It should have been no surprise. There are not many people that Richard Ryan, OAM, a founder and inaugural chancellor of Charles Darwin University and a (twice) chair of the Menzies School of Health Research, doesn’t know.

He wrote the book as part of a PhD centred on finance but found he was effectively teaching the tutors given he had lived, and pioneered, much of the creation of the modern Northern Territory. It is perhaps the one project from a most colourful and accomplished life that will go unfinished.

Rostrevor, where he studied from the age of 12 to 16, was clearly of another other era, where Richard said “only one teacher had a degree”, a stat wholly in sync with teaching at the time.

Despite this, the famous school gave the boy from a ‘mixed marriage’ (his father Vin was of Irish Catholic ancestry and his mother Stella was a German Methodist) a solid grounding and posse of friends who would also prove great achievers later on, the acclaimed Adelaide surgeon David David and Justice of the Supreme Court, Kevin Duggan, among them.

There was also a relative who headed the Dominican Order in New Zealand, but it was an uncle (Ron) who became the defining figure in Richard’s life.

His father, who fought in Tobruk and across north Africa and the middle east during World War Two, died when Richard was just 10-years-old and Ron took over the paternal role.

It so nearly never happened. Ron had been a soldier in New Guinea in WW2 and was carrying a badly wounded digger to safety when he came across a passing Japanese patrol. Pretending to be dead, he lay beneath his colleague who was killed by an enemy soldier, the bayonet failing to reach Ron who duly escaped.

Upon discharge, he moved to the Northern Territory to spend his life giving back as best he could and to atone, of sorts, for his fortuitous escape.

“He was a genuinely good man,” said Richard. “Ron became an inspiration to me.”

Richard, as an indirect beneficiary of Ron’s good nature also, took up the baton and after military service at Duntroon and qualifying as an accountant, set out to change the face of the top end in his late 20s.

Records supplied |
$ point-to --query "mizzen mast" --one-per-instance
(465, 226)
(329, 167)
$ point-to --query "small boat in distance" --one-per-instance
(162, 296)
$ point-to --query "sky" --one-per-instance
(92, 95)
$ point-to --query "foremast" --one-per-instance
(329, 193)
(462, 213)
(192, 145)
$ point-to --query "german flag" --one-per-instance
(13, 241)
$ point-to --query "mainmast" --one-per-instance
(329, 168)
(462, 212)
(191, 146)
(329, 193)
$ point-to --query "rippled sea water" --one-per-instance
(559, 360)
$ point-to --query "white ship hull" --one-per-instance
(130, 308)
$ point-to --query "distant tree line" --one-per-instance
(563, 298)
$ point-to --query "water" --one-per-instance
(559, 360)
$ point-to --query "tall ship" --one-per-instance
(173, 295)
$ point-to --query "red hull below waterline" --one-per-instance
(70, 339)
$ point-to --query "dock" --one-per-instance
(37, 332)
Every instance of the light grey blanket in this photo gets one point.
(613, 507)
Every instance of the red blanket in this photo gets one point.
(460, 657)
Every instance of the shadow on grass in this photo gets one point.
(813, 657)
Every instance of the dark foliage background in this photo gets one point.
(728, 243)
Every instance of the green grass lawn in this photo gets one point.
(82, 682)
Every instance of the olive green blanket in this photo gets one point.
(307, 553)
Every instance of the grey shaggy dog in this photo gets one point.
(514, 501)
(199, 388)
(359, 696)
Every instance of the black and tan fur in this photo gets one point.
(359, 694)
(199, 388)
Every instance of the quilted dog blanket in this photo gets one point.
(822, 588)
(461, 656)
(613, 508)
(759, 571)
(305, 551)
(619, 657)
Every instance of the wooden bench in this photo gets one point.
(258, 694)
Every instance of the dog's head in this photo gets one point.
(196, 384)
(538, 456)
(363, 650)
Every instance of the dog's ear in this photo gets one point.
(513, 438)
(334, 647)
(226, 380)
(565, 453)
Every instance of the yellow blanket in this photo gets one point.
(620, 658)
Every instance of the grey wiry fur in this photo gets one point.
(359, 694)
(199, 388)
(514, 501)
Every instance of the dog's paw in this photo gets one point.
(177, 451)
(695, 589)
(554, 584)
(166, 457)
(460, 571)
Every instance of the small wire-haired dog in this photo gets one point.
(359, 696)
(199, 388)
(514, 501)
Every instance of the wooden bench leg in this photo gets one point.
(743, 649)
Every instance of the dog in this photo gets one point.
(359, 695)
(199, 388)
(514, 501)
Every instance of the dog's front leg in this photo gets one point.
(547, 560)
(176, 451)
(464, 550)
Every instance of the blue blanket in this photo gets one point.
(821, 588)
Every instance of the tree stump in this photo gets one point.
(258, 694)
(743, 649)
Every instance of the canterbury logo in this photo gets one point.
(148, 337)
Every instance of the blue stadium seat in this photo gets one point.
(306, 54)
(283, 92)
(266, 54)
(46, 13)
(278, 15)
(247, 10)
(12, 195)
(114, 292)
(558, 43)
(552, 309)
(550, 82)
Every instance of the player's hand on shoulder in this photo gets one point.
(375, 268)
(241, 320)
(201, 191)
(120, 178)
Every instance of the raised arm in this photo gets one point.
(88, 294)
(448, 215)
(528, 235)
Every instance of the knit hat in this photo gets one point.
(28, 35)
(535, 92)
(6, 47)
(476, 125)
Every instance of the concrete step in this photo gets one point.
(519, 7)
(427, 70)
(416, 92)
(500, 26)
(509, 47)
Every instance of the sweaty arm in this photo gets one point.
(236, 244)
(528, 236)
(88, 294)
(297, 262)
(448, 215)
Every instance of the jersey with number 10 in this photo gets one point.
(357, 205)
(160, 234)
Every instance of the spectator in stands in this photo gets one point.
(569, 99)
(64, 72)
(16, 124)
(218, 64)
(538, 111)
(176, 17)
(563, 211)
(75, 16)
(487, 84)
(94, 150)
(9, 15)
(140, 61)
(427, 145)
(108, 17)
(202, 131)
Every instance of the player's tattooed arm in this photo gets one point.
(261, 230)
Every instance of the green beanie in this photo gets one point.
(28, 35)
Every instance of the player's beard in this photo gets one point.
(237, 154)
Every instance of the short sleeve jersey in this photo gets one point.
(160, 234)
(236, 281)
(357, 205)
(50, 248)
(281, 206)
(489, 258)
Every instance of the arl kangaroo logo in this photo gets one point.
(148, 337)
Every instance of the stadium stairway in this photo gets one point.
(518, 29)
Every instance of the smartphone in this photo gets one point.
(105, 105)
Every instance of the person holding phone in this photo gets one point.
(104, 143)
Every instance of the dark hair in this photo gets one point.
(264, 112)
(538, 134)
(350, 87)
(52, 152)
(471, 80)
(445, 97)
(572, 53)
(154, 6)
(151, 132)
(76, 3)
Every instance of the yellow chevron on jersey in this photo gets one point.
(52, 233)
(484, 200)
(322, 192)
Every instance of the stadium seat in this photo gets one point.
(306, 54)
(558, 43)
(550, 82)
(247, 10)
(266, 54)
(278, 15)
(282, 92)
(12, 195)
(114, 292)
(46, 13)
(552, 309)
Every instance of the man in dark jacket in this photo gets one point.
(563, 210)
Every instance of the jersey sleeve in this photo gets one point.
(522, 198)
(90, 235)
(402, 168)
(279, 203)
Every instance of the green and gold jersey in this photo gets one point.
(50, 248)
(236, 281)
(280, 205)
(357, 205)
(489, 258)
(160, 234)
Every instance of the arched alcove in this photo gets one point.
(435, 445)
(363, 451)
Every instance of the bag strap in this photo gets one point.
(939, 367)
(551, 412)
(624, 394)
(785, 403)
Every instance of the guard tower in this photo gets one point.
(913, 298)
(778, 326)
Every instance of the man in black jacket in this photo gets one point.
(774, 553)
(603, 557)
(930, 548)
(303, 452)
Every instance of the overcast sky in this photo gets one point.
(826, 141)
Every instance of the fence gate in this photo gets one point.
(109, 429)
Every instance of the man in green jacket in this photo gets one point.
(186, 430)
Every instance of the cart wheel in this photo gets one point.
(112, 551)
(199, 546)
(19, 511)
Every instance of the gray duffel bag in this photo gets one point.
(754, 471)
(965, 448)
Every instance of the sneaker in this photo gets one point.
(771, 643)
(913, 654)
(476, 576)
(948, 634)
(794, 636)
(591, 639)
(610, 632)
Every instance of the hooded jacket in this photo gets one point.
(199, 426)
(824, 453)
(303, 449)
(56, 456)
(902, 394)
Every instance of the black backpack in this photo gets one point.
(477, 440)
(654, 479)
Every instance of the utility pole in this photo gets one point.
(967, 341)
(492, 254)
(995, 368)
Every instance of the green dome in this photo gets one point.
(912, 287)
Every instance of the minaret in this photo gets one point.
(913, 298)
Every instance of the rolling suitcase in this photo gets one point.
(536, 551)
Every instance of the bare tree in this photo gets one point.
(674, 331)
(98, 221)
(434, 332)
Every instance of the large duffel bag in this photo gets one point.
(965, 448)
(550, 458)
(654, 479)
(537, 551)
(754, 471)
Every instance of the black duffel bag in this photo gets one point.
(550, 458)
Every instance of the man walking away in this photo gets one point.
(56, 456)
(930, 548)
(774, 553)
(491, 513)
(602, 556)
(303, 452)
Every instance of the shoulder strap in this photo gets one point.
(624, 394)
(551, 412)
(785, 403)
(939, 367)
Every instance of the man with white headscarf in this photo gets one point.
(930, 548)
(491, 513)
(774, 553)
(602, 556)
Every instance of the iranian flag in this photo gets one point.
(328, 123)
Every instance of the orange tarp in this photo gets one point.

Your instructions |
Using the text about Richard Ryan, answer each question below.
(a) Between what ages did Richard study at Rostrevor?
(b) How old was Richard when his father died?
(c) Where was Ron a soldier during World War Two?

Response to the exercise |
(a) From 12 to 16
(b) 10 years old
(c) New Guinea